> Required task: Write out the whole listing, matching it exactly.

> Material:
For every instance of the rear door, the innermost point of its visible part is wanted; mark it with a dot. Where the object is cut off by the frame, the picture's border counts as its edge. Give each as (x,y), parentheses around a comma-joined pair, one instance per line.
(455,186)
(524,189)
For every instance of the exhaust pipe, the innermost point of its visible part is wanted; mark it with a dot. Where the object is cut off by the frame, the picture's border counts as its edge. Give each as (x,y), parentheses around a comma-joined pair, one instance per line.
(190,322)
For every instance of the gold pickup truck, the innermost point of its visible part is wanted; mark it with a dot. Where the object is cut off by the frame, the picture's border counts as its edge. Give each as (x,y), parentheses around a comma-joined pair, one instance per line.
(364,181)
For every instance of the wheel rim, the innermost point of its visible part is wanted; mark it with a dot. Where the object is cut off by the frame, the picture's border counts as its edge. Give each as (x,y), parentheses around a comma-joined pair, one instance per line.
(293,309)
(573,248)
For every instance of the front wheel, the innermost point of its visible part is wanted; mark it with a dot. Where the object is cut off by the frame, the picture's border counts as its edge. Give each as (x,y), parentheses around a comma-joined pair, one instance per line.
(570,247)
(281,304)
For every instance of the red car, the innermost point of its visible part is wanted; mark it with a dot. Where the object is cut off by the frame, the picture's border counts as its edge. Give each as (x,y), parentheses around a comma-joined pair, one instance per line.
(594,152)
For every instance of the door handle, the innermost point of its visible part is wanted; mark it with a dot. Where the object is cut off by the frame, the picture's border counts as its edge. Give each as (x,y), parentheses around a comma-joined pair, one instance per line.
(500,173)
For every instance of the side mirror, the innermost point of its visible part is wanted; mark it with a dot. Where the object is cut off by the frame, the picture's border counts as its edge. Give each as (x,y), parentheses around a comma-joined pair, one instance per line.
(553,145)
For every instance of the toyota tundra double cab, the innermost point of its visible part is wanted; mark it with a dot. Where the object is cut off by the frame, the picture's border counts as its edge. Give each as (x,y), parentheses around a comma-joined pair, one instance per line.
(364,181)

> Solved problem:
For every instance of the rear door, the innermost point of its visible part is wanted; mark it with a dot. Where the object is cut off by the frame, the picture's border counts as its edge. Give each as (x,y), parentheses around a comma-joined pair, one instance per line.
(455,186)
(524,189)
For every instance of the exhaust pipe, the innermost point of its visible part is wanted; mark it with a dot. Where the object is cut off by the frame, the picture's border counts as its edge. Give each as (x,y), parentheses around a comma-joined pair, one instance per line.
(190,322)
For every instance of the gold pickup truck, the innermost point of its visible part is wanted; mark it with a dot. Where the object is cut off by the frame, the picture's border counts as its edge. Give each as (x,y), parentheses around a comma-joined pair, one instance per line.
(364,181)
For every instance of the wheel rim, the innermost point of its visible part is wanted; mark it with a dot. Where the object is cut off by the frame, the picture's border counts as its edge. Give each as (x,y), parentheses around a comma-joined pair, one instance per line.
(293,309)
(573,248)
For every instance of the front wheel, the innermost point of its visible part is wanted; mark it with a dot. Where the object is cut off by the frame, the picture's border counts as its edge. Give each as (x,y), parentheses around a comma-joined pair, one instance per line.
(570,247)
(281,304)
For every instance of the red car, the innermost point of its visible part is wanted; mark it with a dot. Where the object is cut off by the frame, the picture's border counts as its edge. Give each as (x,y), parentheses around a comma-joined pair, one instance per line.
(594,152)
For every instance of the door handle, the innermost point of its visible part is wanted; mark it with a dot. Where the object is cut off by the frame, the picture's border counts as its edge. Give each as (x,y), parentheses around a comma-joined pair, one instance per line.
(500,173)
For every instance of the side mirror, the innermost point of its visible part is wanted; mark it with a dot. Where the object is cut off by the frame, the picture's border counts as its edge. Give each as (x,y), parentheses around a comma-joined pair, one instance per line.
(553,145)
For every instance of the toyota tundra double cab, the innermost point of its visible part is wanted; mark it with a dot. Where the object is cut off by the frame, the picture's border counts as its edge. Give each as (x,y), parentheses around a comma-joined pair, one instance per line.
(364,181)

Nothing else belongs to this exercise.